Exercise objective: For the records below, count the lines containing the word "bare" and reply with the number alone.

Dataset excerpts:
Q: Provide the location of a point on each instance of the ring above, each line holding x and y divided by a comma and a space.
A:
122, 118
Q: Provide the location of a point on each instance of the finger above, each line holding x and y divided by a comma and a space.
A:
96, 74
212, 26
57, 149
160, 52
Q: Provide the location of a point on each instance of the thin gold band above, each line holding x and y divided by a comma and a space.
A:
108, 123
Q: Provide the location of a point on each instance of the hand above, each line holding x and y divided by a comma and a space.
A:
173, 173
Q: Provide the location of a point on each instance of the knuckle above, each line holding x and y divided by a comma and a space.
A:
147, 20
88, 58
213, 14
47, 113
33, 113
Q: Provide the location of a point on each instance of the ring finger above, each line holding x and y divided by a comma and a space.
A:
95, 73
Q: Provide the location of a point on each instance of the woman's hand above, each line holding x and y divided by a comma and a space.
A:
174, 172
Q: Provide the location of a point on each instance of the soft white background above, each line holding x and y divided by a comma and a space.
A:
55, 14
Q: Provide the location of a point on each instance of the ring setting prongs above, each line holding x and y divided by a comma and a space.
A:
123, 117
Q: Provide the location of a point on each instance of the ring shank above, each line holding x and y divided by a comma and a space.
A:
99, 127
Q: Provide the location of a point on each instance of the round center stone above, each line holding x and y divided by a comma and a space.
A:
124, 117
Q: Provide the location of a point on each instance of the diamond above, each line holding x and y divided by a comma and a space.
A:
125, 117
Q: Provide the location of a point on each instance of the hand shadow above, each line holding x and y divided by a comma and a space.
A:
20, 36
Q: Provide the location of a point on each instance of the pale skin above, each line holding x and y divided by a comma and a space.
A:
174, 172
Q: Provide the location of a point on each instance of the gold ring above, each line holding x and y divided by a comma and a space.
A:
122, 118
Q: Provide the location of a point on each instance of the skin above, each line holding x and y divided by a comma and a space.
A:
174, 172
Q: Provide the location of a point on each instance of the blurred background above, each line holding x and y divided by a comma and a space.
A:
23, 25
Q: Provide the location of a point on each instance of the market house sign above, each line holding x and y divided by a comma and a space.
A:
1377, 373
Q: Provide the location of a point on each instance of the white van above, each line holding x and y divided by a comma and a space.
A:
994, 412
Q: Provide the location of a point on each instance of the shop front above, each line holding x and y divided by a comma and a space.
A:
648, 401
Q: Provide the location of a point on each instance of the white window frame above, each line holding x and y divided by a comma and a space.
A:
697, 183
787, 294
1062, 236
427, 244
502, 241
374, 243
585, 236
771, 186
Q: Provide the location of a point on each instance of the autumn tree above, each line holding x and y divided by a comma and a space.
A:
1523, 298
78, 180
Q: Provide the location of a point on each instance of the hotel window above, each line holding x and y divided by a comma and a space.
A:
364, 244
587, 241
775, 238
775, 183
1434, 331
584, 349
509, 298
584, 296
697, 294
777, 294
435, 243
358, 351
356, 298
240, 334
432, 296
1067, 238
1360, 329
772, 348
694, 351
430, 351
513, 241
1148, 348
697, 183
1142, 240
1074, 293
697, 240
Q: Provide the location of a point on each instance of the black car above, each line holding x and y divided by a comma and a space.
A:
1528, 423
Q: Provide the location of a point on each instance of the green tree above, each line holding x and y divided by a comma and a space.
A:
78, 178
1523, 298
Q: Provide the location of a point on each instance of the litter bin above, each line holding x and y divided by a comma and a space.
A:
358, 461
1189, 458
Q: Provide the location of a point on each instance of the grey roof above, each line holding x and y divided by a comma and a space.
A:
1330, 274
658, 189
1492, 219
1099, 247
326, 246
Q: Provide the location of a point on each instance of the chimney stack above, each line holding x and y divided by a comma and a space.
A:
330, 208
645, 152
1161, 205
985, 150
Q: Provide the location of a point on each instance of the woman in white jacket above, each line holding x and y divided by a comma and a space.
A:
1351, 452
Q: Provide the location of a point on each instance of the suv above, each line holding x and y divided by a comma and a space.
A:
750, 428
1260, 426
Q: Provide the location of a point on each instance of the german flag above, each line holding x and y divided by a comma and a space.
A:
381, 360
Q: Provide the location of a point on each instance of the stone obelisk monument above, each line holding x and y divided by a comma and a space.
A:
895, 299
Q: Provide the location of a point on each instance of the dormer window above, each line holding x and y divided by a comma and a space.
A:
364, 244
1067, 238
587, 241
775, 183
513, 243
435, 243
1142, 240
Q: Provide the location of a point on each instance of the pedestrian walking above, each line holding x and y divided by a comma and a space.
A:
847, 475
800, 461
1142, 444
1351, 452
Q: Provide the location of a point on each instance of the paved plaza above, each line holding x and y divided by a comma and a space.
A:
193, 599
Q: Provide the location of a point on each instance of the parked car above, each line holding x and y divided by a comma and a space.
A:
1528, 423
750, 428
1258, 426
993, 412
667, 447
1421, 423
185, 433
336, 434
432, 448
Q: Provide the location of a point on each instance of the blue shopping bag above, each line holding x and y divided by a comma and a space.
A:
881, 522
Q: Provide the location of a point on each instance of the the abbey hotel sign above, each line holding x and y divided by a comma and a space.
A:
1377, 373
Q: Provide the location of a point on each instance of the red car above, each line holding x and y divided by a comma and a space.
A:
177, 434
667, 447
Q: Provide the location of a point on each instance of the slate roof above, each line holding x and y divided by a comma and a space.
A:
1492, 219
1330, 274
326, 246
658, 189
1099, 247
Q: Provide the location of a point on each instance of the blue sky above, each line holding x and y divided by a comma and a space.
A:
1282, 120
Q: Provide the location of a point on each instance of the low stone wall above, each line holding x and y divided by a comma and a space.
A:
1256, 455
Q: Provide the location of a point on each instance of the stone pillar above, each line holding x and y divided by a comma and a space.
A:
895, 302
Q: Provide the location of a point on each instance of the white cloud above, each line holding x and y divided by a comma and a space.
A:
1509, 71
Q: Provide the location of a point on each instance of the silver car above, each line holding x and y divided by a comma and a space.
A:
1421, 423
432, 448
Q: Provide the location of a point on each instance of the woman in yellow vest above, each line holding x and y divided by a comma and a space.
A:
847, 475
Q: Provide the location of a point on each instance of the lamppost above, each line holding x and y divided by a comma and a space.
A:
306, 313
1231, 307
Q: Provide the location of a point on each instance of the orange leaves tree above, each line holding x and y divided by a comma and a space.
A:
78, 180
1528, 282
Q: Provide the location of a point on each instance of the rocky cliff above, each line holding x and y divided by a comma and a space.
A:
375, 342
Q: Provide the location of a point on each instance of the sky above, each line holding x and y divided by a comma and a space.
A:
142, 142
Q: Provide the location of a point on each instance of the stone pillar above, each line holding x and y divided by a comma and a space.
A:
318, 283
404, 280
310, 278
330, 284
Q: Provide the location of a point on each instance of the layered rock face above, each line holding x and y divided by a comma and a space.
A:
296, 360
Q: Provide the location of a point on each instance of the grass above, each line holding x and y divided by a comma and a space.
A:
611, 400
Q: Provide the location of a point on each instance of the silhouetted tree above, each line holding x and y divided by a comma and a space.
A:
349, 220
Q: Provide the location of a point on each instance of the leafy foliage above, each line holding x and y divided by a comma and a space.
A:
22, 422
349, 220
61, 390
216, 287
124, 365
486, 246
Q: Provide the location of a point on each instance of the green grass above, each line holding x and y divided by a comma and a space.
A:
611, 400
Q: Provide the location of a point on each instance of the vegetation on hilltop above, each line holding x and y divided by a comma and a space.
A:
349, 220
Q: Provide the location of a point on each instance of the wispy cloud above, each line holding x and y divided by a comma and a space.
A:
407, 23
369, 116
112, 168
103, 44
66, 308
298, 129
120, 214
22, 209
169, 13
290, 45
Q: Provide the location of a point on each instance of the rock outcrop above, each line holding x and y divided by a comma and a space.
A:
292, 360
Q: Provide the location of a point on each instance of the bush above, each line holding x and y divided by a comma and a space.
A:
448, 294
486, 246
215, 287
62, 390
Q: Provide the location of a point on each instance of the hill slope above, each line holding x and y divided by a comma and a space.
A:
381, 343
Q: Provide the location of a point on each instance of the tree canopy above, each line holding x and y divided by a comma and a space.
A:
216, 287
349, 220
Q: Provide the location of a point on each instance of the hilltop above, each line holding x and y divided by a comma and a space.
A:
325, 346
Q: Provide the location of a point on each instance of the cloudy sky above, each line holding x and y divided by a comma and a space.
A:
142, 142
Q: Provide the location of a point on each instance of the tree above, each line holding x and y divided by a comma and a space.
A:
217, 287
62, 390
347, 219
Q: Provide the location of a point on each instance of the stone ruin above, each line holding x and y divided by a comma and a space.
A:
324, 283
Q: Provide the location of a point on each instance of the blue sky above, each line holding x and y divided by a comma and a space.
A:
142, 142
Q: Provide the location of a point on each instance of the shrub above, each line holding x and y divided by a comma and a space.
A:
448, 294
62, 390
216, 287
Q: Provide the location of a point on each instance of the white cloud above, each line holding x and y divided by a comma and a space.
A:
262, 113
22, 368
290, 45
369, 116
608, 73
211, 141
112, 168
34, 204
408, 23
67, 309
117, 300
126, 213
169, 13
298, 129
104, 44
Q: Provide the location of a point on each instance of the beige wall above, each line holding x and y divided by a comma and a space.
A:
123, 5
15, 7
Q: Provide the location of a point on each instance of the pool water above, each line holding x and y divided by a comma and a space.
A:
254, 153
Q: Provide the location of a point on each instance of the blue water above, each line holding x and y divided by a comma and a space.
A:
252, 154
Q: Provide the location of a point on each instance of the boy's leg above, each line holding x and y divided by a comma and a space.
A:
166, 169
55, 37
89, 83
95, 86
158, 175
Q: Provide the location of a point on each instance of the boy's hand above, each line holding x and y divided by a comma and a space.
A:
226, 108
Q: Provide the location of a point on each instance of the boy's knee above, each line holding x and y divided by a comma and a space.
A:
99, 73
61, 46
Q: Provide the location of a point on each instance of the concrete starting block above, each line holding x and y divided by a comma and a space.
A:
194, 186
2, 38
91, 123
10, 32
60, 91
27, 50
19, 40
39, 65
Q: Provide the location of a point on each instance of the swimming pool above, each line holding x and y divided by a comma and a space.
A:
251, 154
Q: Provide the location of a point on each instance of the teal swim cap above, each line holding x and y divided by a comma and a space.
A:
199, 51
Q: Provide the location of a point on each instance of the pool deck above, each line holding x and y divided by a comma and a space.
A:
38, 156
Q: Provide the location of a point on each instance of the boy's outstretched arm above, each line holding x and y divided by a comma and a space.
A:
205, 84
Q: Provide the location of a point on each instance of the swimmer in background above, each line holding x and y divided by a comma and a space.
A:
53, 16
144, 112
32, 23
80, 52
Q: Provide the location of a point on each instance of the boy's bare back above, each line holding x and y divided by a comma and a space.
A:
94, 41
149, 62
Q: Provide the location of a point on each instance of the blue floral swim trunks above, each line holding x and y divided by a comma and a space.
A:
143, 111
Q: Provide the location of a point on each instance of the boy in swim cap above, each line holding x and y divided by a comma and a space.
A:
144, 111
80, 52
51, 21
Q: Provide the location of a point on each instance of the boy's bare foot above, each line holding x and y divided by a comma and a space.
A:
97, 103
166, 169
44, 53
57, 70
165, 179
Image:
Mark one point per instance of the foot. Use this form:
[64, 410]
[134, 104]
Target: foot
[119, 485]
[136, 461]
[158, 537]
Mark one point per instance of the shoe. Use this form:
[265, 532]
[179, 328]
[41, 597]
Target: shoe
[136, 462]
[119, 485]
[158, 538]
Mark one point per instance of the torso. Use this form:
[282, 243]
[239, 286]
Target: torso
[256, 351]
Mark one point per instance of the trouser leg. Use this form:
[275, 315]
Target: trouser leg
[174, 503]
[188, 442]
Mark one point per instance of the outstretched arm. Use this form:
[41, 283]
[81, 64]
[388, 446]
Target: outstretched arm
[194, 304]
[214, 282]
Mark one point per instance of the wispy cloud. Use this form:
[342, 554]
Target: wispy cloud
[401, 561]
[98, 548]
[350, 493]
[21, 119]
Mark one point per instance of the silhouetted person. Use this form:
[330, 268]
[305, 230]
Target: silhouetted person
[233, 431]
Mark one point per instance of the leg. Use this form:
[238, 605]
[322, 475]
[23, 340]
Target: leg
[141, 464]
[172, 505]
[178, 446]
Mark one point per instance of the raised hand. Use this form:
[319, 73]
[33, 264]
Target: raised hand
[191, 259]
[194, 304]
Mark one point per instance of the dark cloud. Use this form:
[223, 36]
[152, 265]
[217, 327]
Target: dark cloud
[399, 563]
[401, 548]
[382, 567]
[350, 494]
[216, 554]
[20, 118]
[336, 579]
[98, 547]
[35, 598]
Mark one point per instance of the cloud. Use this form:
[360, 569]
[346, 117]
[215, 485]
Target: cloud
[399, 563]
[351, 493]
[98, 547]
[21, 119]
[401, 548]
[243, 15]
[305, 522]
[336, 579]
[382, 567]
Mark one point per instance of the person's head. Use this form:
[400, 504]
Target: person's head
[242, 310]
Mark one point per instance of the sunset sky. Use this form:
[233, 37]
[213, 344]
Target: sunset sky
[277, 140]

Expected output: 2